[Objective]
Give the material below as a JSON list of strings, one string per line, from its first line through the line that contains "[[0, 0, 400, 90]]". Leave out blank lines and the pictures.

_ _ _ _ _

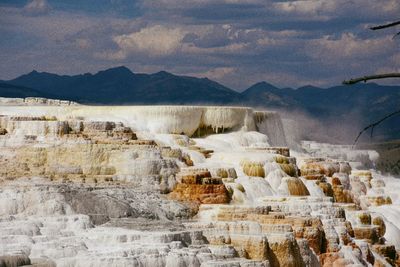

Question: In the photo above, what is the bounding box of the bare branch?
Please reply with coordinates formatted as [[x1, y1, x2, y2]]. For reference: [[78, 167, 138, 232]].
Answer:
[[343, 73, 400, 85], [353, 109, 400, 148], [370, 20, 400, 31]]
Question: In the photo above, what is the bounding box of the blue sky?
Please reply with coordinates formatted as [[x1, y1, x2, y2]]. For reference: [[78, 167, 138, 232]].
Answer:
[[0, 0, 400, 90]]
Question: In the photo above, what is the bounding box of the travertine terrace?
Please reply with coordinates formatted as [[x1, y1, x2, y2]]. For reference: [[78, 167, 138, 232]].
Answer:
[[0, 98, 400, 267]]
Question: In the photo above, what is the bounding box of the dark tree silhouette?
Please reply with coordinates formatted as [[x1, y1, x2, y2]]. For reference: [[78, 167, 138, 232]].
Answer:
[[343, 20, 400, 147]]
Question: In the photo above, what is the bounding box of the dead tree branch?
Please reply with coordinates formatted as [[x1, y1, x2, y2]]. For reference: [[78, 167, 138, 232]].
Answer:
[[370, 20, 400, 31], [343, 73, 400, 85], [353, 110, 400, 148]]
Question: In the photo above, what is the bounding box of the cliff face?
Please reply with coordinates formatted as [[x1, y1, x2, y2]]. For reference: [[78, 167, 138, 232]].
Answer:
[[0, 99, 400, 267]]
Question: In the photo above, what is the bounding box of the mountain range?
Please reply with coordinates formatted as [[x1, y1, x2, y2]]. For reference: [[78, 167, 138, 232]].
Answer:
[[0, 66, 400, 140]]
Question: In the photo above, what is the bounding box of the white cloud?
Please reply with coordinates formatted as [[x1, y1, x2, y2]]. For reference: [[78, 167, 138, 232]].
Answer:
[[24, 0, 50, 16], [308, 33, 396, 61], [195, 67, 236, 80], [113, 25, 185, 56]]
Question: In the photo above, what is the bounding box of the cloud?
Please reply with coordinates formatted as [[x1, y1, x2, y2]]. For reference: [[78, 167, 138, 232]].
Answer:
[[113, 25, 185, 56], [308, 33, 396, 61], [0, 0, 400, 89], [23, 0, 51, 16]]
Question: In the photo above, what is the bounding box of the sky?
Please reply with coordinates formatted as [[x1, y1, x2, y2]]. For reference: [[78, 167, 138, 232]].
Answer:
[[0, 0, 400, 91]]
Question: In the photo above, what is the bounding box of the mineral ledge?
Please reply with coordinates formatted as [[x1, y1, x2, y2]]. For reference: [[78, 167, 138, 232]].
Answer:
[[0, 98, 400, 267]]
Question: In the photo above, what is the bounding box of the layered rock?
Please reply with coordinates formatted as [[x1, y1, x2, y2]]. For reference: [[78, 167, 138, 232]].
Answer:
[[0, 103, 400, 267]]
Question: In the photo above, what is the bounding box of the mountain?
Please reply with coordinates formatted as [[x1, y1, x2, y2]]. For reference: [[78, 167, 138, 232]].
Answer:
[[8, 67, 239, 104], [0, 66, 400, 140], [0, 81, 55, 98]]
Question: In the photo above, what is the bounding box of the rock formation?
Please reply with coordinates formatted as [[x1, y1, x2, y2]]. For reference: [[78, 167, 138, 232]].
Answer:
[[0, 99, 400, 267]]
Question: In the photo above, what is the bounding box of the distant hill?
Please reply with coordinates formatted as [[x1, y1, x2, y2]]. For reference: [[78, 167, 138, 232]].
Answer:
[[0, 81, 55, 98], [0, 66, 400, 140], [8, 67, 239, 104]]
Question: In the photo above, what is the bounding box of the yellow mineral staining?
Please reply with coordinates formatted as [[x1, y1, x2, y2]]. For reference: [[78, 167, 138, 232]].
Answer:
[[366, 196, 392, 206], [279, 163, 297, 177], [317, 181, 333, 197], [286, 177, 310, 196], [241, 160, 265, 178], [275, 156, 289, 164], [372, 216, 386, 236], [358, 212, 371, 225], [169, 169, 232, 204]]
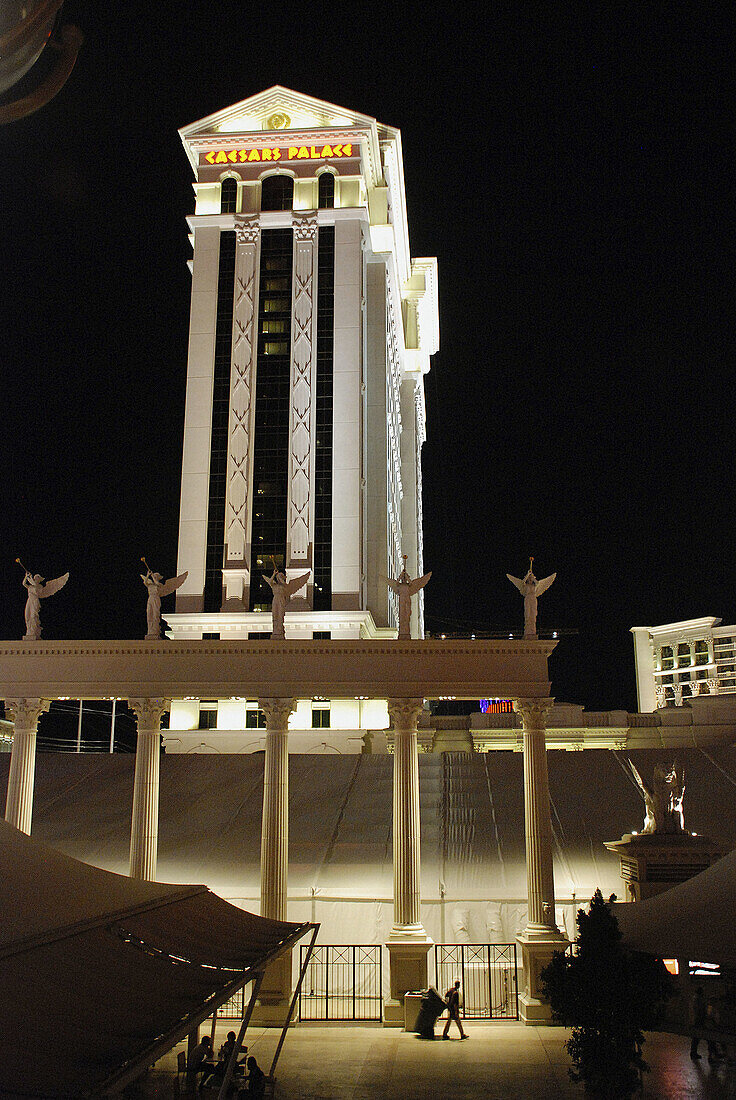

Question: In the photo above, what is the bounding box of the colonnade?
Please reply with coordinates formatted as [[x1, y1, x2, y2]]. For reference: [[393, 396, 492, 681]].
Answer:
[[6, 697, 567, 1026]]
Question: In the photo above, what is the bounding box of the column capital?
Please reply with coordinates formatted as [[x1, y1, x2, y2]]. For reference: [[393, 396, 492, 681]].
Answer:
[[388, 699, 424, 729], [6, 699, 52, 729], [128, 699, 168, 733], [514, 697, 554, 730], [233, 213, 261, 244], [259, 699, 296, 729], [292, 210, 317, 241]]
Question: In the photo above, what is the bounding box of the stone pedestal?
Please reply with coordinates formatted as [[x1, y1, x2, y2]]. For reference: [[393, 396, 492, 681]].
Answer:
[[606, 833, 730, 901], [252, 699, 296, 1027], [6, 699, 51, 836], [516, 932, 570, 1026], [128, 699, 166, 882], [383, 934, 432, 1027], [383, 699, 432, 1027], [514, 699, 569, 1025]]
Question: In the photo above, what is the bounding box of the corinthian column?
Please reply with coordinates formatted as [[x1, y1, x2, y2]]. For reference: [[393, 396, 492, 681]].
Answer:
[[222, 215, 260, 607], [259, 699, 296, 921], [253, 699, 296, 1027], [128, 699, 166, 882], [6, 699, 51, 836], [286, 211, 317, 569], [384, 699, 431, 1027], [514, 699, 568, 1024]]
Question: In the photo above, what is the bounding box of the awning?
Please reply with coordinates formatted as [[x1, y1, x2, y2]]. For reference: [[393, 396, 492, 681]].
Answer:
[[0, 822, 310, 1098]]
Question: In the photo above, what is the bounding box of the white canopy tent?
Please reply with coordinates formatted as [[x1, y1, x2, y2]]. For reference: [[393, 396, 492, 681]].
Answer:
[[0, 822, 311, 1098], [615, 851, 736, 967]]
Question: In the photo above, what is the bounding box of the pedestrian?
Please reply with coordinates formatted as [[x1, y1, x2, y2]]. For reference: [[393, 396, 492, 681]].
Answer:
[[442, 981, 468, 1038], [690, 986, 705, 1059]]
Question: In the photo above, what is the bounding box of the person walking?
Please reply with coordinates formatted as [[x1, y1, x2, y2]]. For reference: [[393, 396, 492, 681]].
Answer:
[[442, 981, 468, 1038]]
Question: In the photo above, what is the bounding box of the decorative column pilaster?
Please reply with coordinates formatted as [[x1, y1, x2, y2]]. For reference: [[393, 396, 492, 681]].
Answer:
[[222, 215, 261, 606], [128, 699, 167, 882], [384, 699, 431, 1027], [6, 699, 51, 836], [286, 210, 317, 569], [514, 699, 569, 1024], [253, 699, 296, 1027]]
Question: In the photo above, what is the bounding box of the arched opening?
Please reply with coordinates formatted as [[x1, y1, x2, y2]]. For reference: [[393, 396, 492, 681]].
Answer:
[[261, 175, 294, 210]]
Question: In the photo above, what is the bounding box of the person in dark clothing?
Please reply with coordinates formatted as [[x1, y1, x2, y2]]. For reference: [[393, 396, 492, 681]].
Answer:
[[442, 981, 468, 1038], [246, 1055, 266, 1100]]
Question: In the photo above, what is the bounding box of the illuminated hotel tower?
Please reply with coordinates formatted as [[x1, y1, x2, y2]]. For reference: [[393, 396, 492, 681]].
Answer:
[[168, 87, 439, 655]]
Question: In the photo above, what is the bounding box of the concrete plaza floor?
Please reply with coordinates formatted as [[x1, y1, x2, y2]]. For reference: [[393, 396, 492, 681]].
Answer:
[[132, 1021, 736, 1100]]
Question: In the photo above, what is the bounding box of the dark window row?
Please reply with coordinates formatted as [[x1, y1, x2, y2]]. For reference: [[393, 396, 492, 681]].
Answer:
[[205, 231, 235, 612]]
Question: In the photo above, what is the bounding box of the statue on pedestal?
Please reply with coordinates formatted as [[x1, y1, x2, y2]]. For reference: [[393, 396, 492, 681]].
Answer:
[[506, 558, 557, 638], [627, 760, 685, 834], [388, 554, 432, 641], [261, 564, 309, 639], [141, 558, 189, 641], [15, 558, 69, 641]]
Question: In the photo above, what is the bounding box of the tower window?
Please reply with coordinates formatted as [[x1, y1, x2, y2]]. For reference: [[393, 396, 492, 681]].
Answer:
[[220, 176, 238, 213], [319, 172, 334, 210], [261, 175, 294, 210]]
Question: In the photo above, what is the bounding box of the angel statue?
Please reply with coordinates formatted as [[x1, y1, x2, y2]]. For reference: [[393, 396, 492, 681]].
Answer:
[[15, 558, 69, 641], [388, 554, 432, 641], [626, 760, 685, 833], [506, 558, 557, 638], [261, 562, 309, 639], [141, 558, 189, 641]]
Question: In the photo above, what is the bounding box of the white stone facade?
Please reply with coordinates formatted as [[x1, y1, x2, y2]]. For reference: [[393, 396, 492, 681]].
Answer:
[[631, 616, 736, 712]]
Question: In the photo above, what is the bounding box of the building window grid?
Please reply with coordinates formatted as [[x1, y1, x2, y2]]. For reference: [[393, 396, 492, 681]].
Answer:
[[220, 176, 238, 213], [312, 228, 334, 611], [250, 228, 294, 611], [204, 231, 235, 612]]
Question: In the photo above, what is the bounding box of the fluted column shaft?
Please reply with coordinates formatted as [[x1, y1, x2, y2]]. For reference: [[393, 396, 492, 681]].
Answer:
[[388, 699, 426, 936], [259, 699, 296, 921], [128, 699, 166, 882], [514, 699, 557, 934], [6, 699, 51, 836]]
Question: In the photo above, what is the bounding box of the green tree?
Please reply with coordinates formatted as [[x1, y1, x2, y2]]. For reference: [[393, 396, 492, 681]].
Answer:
[[541, 890, 672, 1100]]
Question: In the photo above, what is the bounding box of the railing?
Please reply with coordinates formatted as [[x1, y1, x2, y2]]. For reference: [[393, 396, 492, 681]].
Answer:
[[435, 944, 518, 1020], [299, 944, 383, 1020]]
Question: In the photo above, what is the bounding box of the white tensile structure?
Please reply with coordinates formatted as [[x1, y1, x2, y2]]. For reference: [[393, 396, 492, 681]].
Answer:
[[166, 87, 439, 752], [631, 615, 736, 712]]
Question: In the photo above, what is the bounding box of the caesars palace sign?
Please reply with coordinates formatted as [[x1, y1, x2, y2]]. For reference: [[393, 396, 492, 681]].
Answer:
[[199, 143, 358, 164]]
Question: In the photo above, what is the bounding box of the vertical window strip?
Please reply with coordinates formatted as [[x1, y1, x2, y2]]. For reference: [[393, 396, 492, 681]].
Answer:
[[205, 231, 235, 612], [312, 223, 334, 612], [250, 229, 294, 611]]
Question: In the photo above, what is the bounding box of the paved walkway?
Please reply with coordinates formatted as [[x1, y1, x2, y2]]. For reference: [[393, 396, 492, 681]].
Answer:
[[133, 1021, 736, 1100]]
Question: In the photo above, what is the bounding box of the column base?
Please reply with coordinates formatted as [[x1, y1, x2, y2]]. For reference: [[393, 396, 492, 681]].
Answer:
[[383, 941, 433, 1027], [516, 926, 570, 1027], [251, 952, 293, 1027]]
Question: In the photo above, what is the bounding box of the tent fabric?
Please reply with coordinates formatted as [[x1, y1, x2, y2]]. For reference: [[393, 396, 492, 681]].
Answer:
[[615, 851, 736, 967], [0, 822, 307, 1098]]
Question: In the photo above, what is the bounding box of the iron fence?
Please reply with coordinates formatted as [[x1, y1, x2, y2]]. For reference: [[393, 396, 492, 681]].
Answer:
[[435, 944, 519, 1020], [299, 944, 383, 1020]]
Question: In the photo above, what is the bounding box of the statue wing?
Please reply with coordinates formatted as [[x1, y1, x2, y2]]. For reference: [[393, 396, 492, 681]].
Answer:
[[158, 570, 189, 600], [506, 573, 526, 596], [409, 573, 432, 596], [39, 573, 69, 600], [285, 570, 311, 596], [537, 573, 557, 596]]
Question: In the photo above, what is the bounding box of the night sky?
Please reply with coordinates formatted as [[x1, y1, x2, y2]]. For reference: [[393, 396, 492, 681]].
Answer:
[[0, 2, 736, 710]]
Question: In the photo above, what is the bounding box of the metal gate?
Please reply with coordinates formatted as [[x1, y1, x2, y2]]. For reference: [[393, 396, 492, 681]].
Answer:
[[435, 944, 519, 1020], [299, 944, 383, 1020]]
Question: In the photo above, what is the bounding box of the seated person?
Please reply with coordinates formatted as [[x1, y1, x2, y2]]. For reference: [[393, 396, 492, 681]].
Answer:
[[187, 1035, 213, 1075], [246, 1055, 266, 1100]]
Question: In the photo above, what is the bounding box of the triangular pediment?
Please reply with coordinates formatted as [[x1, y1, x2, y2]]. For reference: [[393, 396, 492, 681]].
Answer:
[[179, 85, 384, 144]]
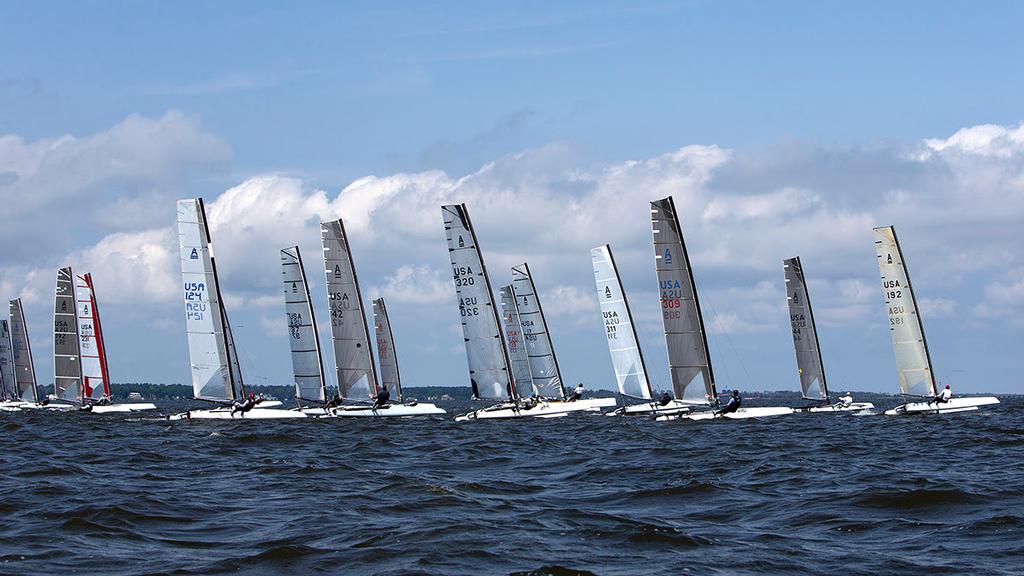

_ _ _ _ _

[In response]
[
  "Question: In the photo above, what is the bounding box of the bare branch?",
  "Please reply with coordinates formatted as [[x1, y1, x2, y2]]. For reference: [[78, 167, 138, 232]].",
  "Answer:",
  "[[343, 73, 400, 85], [353, 109, 400, 148], [370, 20, 400, 31]]",
  "Question: In the photo above, what is the bounding box of the blue sky?",
  "Please reply with coordinates formatted as [[x1, y1, x2, y2]]. For reference: [[78, 167, 138, 232]].",
  "Answer:",
  "[[0, 0, 400, 90]]"
]